_Stated task_:
From the entries below, extract every line that contains the string "tree". Case matters, so uppercase and lowercase letters count as different.

--- BEGIN Extracted entries ---

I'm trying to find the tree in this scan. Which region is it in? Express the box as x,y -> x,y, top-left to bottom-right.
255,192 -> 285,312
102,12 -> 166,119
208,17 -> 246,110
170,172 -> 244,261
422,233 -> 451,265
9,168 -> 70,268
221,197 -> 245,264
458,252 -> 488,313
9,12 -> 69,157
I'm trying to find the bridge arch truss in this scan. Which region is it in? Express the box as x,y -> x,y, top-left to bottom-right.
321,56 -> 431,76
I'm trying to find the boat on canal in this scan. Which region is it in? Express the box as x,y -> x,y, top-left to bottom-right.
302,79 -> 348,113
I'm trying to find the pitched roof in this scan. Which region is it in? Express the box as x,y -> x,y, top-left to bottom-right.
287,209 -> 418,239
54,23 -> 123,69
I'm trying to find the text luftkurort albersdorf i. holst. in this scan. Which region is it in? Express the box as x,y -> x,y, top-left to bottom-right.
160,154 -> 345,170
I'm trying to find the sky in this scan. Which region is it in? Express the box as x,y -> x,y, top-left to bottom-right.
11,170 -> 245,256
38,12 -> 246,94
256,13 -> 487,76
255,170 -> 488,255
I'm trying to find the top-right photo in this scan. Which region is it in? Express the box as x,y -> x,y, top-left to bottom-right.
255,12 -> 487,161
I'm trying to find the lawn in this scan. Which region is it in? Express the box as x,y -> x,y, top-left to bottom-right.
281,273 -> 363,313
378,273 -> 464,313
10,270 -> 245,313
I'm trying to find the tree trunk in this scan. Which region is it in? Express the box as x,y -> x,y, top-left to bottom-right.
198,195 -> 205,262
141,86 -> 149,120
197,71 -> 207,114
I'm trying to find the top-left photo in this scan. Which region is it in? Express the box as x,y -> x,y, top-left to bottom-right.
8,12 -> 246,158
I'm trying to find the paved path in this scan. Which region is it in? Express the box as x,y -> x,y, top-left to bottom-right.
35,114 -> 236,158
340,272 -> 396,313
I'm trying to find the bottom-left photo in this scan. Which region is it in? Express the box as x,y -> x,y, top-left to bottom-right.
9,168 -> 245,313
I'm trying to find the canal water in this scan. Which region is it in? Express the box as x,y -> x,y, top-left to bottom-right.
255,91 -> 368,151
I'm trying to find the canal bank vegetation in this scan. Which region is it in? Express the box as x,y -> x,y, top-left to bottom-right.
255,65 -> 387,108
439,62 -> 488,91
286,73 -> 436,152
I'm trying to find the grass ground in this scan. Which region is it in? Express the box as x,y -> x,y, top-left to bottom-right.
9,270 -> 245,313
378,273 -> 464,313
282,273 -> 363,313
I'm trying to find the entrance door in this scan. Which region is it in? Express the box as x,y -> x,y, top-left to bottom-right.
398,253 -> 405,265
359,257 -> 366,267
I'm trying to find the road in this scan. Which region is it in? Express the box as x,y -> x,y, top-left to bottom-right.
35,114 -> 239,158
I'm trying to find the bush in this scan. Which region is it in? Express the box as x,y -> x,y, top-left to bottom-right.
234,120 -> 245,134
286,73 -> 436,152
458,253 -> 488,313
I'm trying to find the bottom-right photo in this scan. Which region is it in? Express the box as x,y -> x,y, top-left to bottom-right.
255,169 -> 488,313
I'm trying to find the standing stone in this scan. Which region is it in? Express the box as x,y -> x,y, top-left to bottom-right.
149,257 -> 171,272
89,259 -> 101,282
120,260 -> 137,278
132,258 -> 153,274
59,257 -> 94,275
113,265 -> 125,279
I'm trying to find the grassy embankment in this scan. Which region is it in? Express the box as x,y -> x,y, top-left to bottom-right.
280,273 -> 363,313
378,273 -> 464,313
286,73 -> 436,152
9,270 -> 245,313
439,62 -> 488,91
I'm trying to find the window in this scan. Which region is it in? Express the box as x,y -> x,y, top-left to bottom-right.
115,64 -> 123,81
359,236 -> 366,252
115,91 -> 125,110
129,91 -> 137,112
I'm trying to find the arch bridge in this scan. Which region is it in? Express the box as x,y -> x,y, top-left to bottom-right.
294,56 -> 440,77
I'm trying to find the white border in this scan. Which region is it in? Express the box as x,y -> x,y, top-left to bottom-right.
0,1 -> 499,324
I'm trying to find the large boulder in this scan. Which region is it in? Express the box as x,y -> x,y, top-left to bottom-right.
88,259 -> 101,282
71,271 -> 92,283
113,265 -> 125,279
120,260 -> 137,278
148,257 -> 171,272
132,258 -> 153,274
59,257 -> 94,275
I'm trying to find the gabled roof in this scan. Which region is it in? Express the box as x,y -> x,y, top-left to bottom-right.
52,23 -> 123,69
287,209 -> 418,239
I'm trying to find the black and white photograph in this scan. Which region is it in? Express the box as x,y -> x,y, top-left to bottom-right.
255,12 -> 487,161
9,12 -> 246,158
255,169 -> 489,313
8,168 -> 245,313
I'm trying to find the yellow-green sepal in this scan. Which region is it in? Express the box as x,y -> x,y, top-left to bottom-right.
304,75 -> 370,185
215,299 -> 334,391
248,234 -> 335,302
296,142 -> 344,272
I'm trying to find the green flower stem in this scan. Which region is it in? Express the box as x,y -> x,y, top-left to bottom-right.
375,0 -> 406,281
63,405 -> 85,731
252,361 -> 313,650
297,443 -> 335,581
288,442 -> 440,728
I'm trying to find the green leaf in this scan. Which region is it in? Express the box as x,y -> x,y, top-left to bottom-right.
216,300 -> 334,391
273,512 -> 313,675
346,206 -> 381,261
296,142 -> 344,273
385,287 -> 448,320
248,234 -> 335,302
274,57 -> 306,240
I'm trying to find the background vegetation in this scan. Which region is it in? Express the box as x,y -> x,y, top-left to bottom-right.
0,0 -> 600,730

--- END Extracted entries ---

_Solution below_:
I'm trying to find the tree in this scan. Which region is it in? Express the box as x,y -> x,y, top-left to bottom-right.
I'm trying to find the tree trunk in this scan. Which region is it in? Express the box as x,y -> x,y, top-left to bottom-right.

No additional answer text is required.